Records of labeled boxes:
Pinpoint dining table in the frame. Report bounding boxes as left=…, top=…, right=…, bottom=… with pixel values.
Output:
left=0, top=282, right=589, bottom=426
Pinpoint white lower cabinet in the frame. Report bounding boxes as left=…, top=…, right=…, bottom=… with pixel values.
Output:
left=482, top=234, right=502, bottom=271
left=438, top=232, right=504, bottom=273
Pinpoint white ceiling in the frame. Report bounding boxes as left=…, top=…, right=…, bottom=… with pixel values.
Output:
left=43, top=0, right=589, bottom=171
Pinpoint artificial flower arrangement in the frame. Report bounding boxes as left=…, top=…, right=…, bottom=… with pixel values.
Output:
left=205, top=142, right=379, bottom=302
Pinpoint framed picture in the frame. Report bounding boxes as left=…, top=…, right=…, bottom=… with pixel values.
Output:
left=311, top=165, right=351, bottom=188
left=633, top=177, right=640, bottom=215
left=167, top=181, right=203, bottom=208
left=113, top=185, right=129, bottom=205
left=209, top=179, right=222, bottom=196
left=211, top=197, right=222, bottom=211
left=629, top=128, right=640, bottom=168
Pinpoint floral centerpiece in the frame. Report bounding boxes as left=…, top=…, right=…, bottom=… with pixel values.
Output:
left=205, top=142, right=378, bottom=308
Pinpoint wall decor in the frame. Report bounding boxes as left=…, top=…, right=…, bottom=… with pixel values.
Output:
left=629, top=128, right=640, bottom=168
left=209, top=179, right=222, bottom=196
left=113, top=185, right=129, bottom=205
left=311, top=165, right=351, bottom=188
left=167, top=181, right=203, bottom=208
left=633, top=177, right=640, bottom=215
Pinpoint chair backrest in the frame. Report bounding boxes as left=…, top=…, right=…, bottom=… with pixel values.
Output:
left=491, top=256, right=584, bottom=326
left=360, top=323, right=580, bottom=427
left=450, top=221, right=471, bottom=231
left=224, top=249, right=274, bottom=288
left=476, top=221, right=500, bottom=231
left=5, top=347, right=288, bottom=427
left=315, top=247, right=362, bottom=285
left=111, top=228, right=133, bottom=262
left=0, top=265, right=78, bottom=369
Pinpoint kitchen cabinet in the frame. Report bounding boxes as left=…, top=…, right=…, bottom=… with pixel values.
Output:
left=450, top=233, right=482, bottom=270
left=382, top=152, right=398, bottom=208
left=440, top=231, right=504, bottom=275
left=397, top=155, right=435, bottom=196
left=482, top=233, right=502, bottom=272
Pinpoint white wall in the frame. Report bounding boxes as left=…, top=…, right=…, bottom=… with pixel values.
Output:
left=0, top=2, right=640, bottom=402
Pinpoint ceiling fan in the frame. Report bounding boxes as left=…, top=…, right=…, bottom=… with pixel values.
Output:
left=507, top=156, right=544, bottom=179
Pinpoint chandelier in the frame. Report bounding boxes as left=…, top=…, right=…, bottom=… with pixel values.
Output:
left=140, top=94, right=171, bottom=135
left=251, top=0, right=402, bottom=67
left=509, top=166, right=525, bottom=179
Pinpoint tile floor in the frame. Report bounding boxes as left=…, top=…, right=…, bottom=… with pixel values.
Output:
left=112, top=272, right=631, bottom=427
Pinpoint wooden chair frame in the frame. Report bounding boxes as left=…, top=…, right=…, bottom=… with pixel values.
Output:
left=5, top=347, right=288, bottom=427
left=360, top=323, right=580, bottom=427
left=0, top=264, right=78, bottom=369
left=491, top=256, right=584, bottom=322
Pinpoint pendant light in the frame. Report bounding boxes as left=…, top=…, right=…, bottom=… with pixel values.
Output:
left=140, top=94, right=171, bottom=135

## Task to carry out
Please write out, unchanged, the part of the items that opens with the line containing "Pinpoint ceiling fan" and closes with the line containing "left=112, top=272, right=631, bottom=427", including both of those lines.

## Result of the exercise
Pinpoint ceiling fan in the frame. Report bounding boxes as left=…, top=…, right=…, bottom=… with pixel values.
Output:
left=507, top=156, right=544, bottom=179
Pinpoint chandelier in the frame. Report bounding boxes as left=…, top=…, right=…, bottom=… with pixel values.
Output:
left=140, top=94, right=171, bottom=135
left=251, top=0, right=402, bottom=67
left=509, top=166, right=525, bottom=179
Pinpoint tile floor in the frame. Report bounding boxes as left=…, top=…, right=…, bottom=… with pixel values.
Output:
left=112, top=272, right=631, bottom=427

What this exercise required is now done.